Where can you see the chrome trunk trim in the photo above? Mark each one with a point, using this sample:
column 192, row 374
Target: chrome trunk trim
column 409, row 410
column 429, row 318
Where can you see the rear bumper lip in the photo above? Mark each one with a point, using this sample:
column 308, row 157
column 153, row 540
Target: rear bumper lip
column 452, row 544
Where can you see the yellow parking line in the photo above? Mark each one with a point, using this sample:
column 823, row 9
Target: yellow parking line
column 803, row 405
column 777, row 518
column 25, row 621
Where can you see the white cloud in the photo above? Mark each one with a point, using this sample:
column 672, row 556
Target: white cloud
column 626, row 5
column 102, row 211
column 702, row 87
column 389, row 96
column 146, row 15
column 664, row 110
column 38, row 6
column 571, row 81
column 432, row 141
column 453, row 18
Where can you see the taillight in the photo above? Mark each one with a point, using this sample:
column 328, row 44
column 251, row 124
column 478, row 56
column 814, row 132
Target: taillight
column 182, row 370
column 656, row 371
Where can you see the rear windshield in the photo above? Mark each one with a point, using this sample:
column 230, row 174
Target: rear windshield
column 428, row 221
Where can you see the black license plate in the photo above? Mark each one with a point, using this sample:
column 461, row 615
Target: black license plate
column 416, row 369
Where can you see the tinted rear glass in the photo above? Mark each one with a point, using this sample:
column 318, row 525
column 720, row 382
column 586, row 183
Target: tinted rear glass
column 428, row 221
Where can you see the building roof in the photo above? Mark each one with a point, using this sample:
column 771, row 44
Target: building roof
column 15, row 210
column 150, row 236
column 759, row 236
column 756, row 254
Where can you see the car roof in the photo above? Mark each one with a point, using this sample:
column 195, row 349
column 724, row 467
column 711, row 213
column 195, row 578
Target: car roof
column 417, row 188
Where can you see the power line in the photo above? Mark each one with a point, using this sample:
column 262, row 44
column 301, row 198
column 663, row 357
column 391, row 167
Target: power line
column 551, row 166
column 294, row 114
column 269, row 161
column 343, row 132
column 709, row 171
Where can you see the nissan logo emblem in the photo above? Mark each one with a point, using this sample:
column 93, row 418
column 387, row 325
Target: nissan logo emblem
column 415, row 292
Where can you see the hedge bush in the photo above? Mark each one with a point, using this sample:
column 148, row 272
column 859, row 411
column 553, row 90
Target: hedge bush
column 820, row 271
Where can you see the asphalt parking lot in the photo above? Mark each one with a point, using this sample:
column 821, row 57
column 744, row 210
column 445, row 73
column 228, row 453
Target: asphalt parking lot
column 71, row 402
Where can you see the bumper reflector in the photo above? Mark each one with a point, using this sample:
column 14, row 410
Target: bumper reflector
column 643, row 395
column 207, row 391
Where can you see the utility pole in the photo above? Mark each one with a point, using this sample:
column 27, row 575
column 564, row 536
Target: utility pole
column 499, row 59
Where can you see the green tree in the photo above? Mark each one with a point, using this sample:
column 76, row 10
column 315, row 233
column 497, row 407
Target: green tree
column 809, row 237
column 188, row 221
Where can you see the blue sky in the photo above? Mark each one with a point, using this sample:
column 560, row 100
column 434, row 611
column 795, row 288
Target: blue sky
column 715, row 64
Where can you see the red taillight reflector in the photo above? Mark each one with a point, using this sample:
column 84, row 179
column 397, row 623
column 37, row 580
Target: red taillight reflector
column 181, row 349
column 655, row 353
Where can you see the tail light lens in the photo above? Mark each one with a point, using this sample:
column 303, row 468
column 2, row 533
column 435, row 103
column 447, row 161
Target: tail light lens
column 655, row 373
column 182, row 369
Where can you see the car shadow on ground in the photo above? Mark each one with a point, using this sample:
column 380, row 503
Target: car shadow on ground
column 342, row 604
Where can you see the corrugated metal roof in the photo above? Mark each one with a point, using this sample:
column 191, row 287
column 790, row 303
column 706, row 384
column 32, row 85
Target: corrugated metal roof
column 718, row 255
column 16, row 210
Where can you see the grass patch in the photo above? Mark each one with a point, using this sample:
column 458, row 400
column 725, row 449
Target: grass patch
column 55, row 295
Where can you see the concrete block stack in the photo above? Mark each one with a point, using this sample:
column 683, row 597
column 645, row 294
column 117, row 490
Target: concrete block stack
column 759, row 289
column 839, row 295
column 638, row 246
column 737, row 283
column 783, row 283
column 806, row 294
----
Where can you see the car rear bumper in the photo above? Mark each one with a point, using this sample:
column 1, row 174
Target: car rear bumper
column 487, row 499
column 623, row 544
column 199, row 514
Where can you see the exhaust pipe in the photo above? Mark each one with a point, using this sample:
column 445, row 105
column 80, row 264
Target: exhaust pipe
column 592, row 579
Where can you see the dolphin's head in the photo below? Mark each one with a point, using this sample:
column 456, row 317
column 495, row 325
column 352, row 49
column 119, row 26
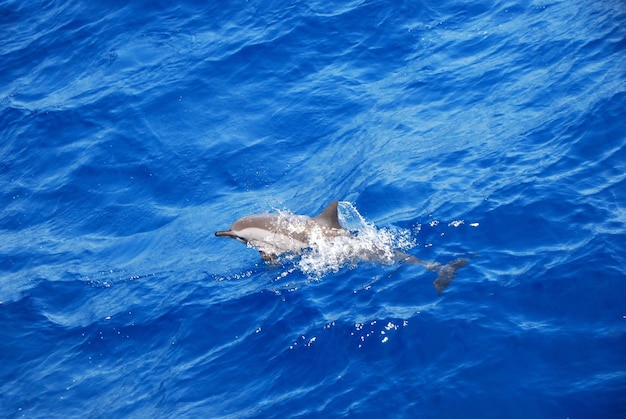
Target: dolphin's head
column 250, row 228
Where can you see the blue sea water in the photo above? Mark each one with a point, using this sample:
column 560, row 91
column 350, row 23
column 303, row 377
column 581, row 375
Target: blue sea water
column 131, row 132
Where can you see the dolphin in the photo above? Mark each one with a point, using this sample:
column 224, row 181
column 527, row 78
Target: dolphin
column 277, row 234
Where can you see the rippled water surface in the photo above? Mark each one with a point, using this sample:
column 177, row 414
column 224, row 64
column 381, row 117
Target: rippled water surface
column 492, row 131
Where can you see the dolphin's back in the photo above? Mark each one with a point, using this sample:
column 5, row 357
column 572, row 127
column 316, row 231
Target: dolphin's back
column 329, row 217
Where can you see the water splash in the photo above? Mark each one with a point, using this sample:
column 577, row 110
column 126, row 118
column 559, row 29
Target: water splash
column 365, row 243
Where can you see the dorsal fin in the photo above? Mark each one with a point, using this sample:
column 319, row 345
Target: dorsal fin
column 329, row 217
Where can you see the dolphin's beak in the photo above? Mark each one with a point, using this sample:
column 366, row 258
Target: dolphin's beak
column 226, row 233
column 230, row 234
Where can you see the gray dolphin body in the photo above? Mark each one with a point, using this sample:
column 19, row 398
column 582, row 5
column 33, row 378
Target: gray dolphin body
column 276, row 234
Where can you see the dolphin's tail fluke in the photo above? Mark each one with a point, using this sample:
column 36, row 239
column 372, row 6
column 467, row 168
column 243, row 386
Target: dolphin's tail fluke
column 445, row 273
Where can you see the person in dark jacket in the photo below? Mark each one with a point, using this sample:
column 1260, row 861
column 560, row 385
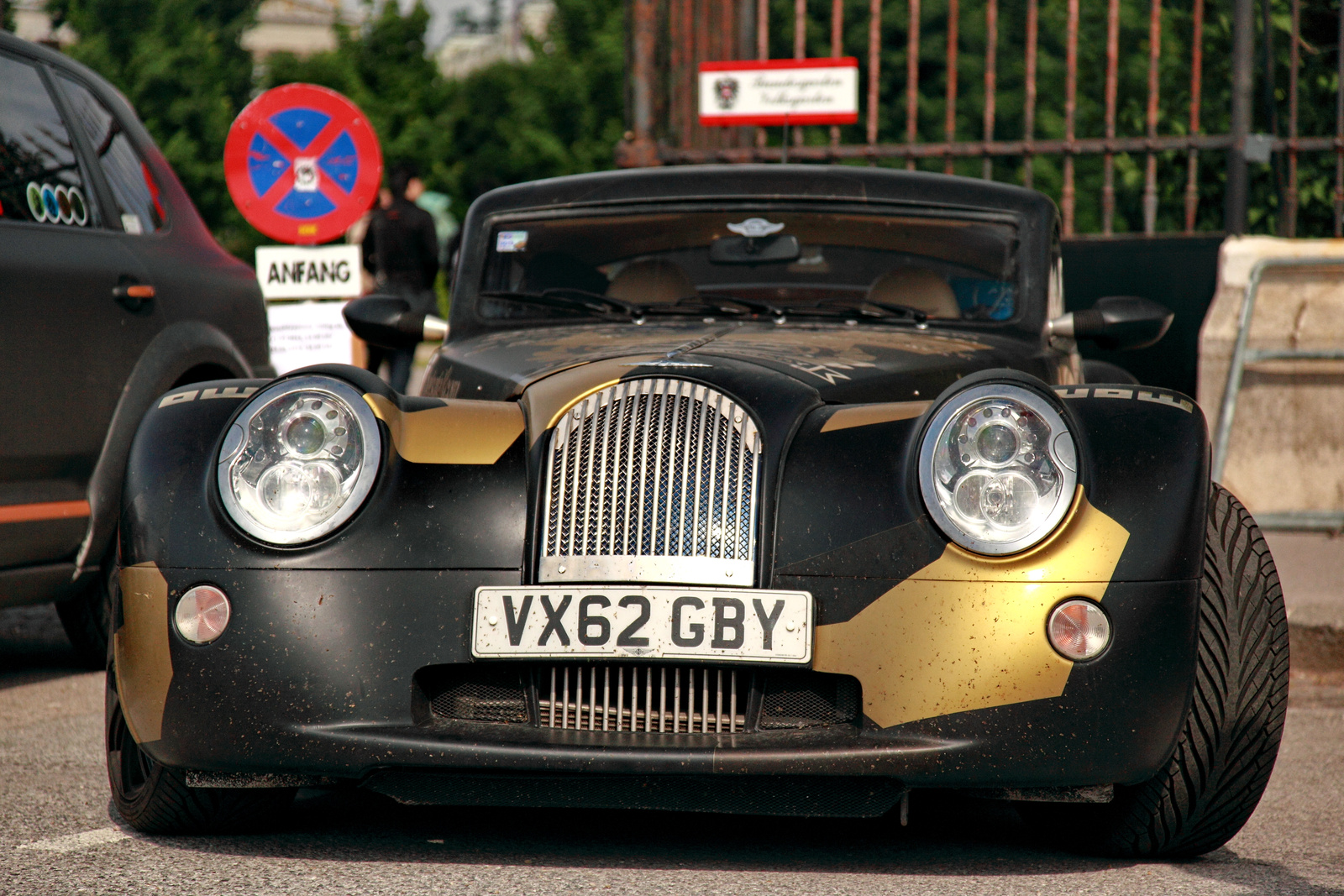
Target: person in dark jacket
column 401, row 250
----
WORK ORDER
From the records above, transcribe without alteration every line from the one with "Where can you see the rippled" to the one with "column 366, row 258", inclusive.

WRITTEN SOLUTION
Where can you see the rippled water surface in the photo above? Mark each one with a point, using this sample:
column 177, row 414
column 224, row 64
column 381, row 117
Target: rippled water surface
column 492, row 131
Where can you see the dolphin's back in the photo above? Mark each one with a point, using this sample:
column 5, row 357
column 572, row 127
column 316, row 231
Target: dolphin's back
column 329, row 217
Where can you see the water splash in the photo above? Mark each one with a point, using this sample:
column 577, row 110
column 126, row 118
column 559, row 29
Target: water splash
column 365, row 243
Where can you see the dorsal fin in the photo above? Mark each one with a point, using this sample:
column 319, row 345
Target: dorsal fin
column 329, row 217
Where can you see the dolphin's beak in the photo above? Mark each one with a point, using this sample:
column 366, row 258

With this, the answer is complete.